• [Qué harás]:
A) Transcribe el texto sobre la Iglesia empezando en "La santidad que" y terminando en "de la vida.".
B) Retoma el texto sobre la Iglesia y continúalo a partir de su última oración.

• [Texto para leer]:
▼
La Iglesia, una realidad santa y pecadora

La santidad que Dios comparte con nosotros, entonces, no nos quita nuestras imperfecciones, nuestra libertad y posibilidad de equivocarnos y fallar el objetivo (pecado), que es la plenitud, la felicidad, el sentido de la vida.

La Iglesia, entonces, es Pedro, capaz de hacer grandes cosas cuando se deja tocar y transformar por el Espíritu de Dios, haciéndose transparencia suya. Al mismo tiempo, no obstante, ella es capaz de ser piedra de escándalo, de tropezar ella misma en sus mezquindades cuando deja de pensar según la lógica de Dios y se olvida de la frescura del Evangelio, yendo detrás de la gloria, de la fama, del dinero, del poder, del mesianismo triunfalista.

Una Iglesia llamada a renovar su mente

De esta forma, pasamos a tratar el segundo punto, que tiene que ver con la segunda lectura, de Pablo a los Romanos. El Apóstol de los gentiles exhorta los cristianos de Roma a renovar su mente, a no pensar según las categorías de la mayoría, a tener espíritu crítico, es decir, a no ir detrás de la gloria y de la fama, del poder, del egoismo, del dinero. 

Si el cristiano es aquel que sigue a su maestro, Jesús, esto significa que tiene que vivir según su espíritu, a saber, “ofreciendo su vida como hostia viva, santa, agradable a Dios”. Esto es el culto auténtico, que Jesús expresó con su vida y que resumió alentando a los discípulos a que repitieran lo mismo que él había hecho. 

En este sentido, la eucaristía es alimento y fuente de caridad, porque nos recuerda que la ofrenda auténtica no termina en las especies eucarísticas sino que ellas nos interpelan para que seamos nosotros ofrendas vivas, pasando de una lógica egocéntrica a otra bien distinta, del agape.
▲
• [Registros listados]:
▼
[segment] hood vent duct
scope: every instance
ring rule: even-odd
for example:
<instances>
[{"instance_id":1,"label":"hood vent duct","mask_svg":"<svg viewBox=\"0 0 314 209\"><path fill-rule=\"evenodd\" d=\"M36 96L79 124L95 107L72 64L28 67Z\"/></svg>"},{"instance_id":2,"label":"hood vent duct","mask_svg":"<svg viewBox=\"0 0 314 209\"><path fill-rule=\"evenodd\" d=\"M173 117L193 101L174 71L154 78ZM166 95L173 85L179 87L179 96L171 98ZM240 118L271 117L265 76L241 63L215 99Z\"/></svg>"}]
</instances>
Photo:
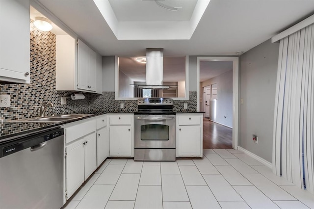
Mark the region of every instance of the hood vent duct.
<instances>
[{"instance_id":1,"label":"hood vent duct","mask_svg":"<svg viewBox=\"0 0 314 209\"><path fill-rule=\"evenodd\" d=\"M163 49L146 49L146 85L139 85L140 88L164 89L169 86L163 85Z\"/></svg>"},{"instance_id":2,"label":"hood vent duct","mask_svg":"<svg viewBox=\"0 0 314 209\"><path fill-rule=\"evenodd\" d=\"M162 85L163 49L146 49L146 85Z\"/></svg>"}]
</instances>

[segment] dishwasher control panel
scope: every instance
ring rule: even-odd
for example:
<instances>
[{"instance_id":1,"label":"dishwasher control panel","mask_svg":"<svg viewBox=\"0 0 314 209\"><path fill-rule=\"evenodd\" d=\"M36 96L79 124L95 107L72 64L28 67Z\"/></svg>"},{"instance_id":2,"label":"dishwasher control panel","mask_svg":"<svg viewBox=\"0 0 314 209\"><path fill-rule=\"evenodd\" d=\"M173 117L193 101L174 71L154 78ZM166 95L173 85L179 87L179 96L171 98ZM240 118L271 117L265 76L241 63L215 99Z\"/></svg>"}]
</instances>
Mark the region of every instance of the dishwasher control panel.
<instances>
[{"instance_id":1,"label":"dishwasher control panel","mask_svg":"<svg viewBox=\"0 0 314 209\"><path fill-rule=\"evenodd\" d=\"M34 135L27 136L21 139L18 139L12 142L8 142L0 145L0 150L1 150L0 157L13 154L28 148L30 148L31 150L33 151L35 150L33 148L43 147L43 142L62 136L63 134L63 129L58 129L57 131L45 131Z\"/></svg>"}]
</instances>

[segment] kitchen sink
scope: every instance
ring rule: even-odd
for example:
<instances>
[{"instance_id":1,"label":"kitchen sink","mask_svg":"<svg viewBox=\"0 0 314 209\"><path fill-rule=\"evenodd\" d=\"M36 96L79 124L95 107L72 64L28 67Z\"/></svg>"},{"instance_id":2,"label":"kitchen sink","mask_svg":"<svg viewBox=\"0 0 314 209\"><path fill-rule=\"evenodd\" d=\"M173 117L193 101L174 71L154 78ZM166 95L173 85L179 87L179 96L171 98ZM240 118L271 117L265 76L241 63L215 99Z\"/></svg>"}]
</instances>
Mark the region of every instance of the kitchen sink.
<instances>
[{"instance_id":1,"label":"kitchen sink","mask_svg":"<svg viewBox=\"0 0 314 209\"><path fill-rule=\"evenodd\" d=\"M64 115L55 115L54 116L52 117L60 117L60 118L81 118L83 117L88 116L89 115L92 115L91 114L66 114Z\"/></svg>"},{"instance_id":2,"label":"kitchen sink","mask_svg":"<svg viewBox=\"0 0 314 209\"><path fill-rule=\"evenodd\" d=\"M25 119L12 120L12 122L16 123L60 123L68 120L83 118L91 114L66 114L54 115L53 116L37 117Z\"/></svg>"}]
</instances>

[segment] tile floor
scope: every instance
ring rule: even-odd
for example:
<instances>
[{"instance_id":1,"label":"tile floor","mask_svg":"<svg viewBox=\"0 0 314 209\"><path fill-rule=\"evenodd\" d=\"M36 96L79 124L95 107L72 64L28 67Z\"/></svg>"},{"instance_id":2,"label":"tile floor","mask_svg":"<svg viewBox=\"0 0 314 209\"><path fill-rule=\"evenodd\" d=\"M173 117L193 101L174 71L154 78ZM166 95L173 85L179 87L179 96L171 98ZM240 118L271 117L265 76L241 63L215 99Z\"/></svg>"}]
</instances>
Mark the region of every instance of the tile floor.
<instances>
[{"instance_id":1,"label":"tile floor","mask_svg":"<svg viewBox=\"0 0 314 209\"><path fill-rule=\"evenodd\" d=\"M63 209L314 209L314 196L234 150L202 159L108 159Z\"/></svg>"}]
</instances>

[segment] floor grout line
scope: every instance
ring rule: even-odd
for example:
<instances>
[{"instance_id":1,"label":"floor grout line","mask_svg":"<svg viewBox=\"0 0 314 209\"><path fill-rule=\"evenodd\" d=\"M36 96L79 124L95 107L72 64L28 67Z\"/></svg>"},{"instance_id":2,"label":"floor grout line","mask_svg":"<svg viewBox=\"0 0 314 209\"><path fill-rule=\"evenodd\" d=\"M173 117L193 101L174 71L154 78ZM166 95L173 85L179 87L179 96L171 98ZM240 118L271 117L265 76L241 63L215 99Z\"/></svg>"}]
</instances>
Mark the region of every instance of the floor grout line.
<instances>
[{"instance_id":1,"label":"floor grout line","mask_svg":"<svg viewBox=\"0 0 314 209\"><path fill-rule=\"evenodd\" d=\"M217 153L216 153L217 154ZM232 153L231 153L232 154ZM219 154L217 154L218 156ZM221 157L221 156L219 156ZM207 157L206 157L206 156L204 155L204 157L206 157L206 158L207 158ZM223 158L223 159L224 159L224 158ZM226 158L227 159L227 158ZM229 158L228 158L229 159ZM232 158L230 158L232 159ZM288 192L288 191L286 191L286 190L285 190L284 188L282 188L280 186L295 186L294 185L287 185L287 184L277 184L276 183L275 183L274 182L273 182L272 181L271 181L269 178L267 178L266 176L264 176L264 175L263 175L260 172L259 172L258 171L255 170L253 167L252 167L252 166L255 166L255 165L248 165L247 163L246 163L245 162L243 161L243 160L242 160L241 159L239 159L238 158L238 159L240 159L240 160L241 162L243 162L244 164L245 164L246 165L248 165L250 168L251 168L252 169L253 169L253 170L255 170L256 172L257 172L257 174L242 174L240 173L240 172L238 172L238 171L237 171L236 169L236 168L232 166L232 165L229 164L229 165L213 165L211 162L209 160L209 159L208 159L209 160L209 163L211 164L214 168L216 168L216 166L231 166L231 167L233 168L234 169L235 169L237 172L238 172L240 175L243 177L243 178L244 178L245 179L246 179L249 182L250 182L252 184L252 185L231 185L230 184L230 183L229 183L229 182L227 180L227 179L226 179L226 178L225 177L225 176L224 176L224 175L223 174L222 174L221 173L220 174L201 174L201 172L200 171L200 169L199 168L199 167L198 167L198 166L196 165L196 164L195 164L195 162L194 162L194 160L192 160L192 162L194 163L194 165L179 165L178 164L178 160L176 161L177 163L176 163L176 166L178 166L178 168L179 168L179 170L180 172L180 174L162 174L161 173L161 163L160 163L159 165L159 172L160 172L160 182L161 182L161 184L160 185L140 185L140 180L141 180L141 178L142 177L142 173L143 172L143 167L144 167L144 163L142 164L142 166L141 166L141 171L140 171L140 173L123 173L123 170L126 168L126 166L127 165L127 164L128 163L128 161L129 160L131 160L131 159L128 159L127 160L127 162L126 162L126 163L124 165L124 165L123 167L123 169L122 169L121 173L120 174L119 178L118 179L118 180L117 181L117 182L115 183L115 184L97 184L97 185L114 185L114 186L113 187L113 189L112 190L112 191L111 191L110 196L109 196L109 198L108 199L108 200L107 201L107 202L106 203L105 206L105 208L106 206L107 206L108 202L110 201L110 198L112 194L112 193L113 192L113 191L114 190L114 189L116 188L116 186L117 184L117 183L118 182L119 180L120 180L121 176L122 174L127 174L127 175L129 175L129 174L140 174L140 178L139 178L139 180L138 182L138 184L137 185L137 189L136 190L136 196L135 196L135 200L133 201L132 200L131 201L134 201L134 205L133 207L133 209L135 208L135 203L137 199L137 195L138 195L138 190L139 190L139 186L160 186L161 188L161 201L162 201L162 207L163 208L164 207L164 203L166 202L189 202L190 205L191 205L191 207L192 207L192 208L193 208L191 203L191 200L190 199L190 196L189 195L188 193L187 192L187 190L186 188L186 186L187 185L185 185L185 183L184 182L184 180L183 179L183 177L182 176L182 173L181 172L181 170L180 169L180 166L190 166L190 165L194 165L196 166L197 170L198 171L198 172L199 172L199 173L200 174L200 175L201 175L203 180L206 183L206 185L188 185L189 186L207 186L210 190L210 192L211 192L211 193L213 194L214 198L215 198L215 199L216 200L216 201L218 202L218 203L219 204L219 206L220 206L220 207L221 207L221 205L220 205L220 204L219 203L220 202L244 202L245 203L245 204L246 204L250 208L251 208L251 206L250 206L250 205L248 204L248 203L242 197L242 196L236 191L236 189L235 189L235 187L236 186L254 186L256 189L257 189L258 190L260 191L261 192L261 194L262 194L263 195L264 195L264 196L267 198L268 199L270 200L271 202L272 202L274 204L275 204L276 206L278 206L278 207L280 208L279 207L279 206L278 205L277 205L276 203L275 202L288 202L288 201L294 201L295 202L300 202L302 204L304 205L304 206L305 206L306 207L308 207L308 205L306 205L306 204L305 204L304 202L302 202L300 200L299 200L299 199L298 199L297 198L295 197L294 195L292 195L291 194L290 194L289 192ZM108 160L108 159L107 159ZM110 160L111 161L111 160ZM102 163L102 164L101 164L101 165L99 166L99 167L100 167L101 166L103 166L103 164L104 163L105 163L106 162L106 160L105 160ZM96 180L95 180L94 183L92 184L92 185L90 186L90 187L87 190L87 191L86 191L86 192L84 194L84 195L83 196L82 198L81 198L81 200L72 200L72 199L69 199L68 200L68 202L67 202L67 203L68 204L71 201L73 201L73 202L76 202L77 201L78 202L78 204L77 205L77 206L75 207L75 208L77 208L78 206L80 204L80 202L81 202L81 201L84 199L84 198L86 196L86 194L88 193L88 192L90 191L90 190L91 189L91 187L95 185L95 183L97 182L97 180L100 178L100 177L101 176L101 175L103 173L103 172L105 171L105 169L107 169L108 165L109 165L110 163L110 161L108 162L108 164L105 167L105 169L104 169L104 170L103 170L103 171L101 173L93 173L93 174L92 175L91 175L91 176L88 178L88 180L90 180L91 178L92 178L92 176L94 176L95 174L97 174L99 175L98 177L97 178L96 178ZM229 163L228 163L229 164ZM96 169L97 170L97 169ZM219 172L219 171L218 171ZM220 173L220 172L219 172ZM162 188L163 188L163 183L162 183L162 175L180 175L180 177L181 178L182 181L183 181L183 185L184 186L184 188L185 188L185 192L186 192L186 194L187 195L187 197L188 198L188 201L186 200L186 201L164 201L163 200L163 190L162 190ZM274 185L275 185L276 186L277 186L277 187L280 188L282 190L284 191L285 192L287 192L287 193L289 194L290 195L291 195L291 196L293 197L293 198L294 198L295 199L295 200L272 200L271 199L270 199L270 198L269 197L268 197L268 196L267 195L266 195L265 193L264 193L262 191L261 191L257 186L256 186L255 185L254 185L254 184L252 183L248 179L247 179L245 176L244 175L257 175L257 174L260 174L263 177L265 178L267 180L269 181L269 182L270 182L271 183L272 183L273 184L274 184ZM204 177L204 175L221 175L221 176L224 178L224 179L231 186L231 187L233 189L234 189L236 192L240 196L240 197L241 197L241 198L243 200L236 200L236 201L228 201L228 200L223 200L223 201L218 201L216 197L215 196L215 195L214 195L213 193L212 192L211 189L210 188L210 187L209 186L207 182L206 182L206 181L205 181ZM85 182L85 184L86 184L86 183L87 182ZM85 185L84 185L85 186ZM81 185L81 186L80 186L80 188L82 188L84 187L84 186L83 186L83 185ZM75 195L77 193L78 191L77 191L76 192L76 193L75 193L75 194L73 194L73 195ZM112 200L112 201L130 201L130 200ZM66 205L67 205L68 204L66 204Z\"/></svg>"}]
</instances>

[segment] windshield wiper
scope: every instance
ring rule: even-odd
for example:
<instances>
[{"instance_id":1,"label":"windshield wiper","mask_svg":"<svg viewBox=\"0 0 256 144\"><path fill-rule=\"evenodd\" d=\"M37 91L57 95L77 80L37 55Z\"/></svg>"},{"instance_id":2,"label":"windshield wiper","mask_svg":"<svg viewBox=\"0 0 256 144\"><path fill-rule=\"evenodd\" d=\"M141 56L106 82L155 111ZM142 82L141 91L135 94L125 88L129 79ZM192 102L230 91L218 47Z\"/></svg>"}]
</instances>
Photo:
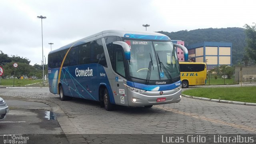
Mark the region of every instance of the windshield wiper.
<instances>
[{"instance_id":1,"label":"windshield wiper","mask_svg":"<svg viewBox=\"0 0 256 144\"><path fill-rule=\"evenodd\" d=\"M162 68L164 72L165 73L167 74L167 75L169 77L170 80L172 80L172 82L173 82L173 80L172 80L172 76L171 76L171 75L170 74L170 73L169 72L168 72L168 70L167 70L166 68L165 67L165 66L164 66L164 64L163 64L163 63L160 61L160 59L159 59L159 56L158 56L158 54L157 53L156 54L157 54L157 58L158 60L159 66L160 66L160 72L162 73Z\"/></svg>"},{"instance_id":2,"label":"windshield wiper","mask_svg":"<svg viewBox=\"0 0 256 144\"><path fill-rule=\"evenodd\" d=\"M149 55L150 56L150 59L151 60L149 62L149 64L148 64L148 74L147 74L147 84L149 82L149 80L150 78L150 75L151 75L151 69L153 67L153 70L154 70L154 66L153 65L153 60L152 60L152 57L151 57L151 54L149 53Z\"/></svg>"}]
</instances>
▲
• [Respuestas por tarea]:
A)
La santidad que Dios comparte con nosotros, entonces, no nos quita nuestras imperfecciones, nuestra libertad y posibilidad de equivocarnos y fallar el objetivo (pecado), que es la plenitud, la felicidad, el sentido de la vida.

B)
La invitación a negarse a si mismo: el peligro de la mortificación

Llegamos, así, al tercer punto: la via que nos indica Jesús es el camino de la abnegación: “El que quiera venirse conmigo, que se niegue a sí mismo, que cargue con su cruz y me siga”. Ser cristiano no significa escoger el dolor y el sufrimiento, renegando de los placeres y de alegría. Durante siglos se ha transmitido esta idea de que el cuerpo es malo, es peligros y es necesario cuidar del alma. Todo un camino hacia el ateismo que se ha fundamentado sobre siglos de espiritualidad que alababa la mortificación.

Vivir la vida humana de forma divina

Sin embargo, no se trata de volver a oponer cuerpo y alma, terrenal y celestial, vida divina y vida humana. Lo que nos pide Jesús es de bajar el cielo en la tierra, de vivir nuestra vida humana de forma divina, construyendo el Reino de Dios y ello se edifica abandonando nuestros egoísmos, nuestros deseos de triunfar sobre los demás, nuestras falsas ilusiones de encontrar la plenitud fuera de nosotros, cuando la respuesta está en el interior.

Esta forma de actuar y vivir significa sacrificar nuestras tendencias a ponernos en el centro, que a lo largo de los evangelios se describe con varias imágenes como el llevar la cruz, el olvidarse de si mismo, la poda para que el árbol de más frutos o la muerte del grano de trigo para dar vida.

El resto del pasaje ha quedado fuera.